## START LISTED RECORDS
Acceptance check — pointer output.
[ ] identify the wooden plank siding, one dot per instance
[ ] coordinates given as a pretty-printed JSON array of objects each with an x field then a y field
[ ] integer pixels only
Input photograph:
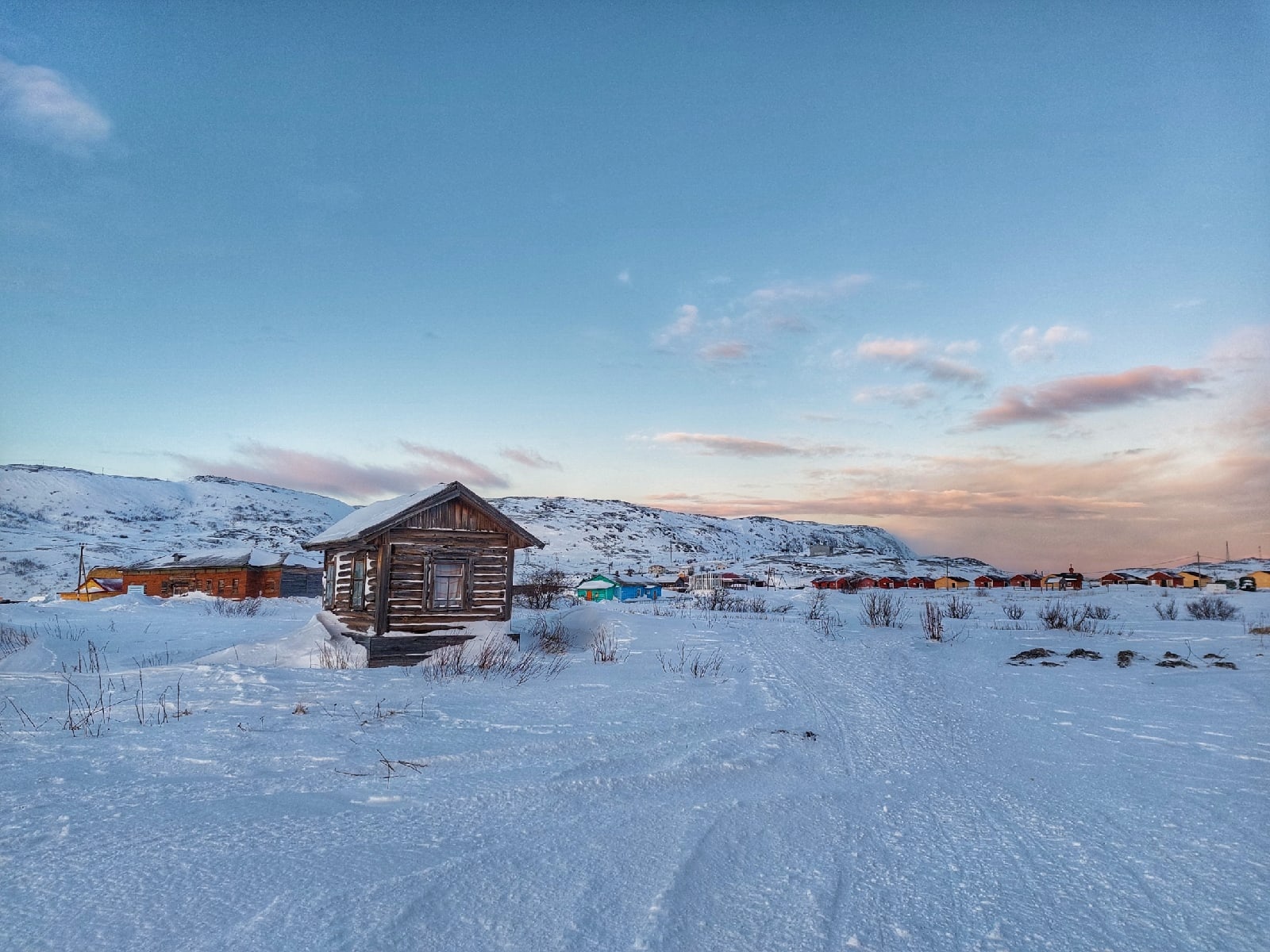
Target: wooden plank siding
[
  {"x": 410, "y": 556},
  {"x": 403, "y": 543}
]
## END LISTED RECORDS
• [WRITTEN TASK]:
Revise the listing above, replacing every occurrence of "wooden plank siding" with "timber cladding" and keeping everything else as it is. Leave the pictures out of the output.

• [SOLVED PROBLEM]:
Acceptance check — pointer output.
[ ] identify the timber cladding, one dot per instance
[ ] coordinates given as a pretty-printed JSON array of objects each with an x field then a y field
[ ] integer pixels only
Input photograph:
Target: timber cladding
[
  {"x": 410, "y": 556},
  {"x": 403, "y": 543}
]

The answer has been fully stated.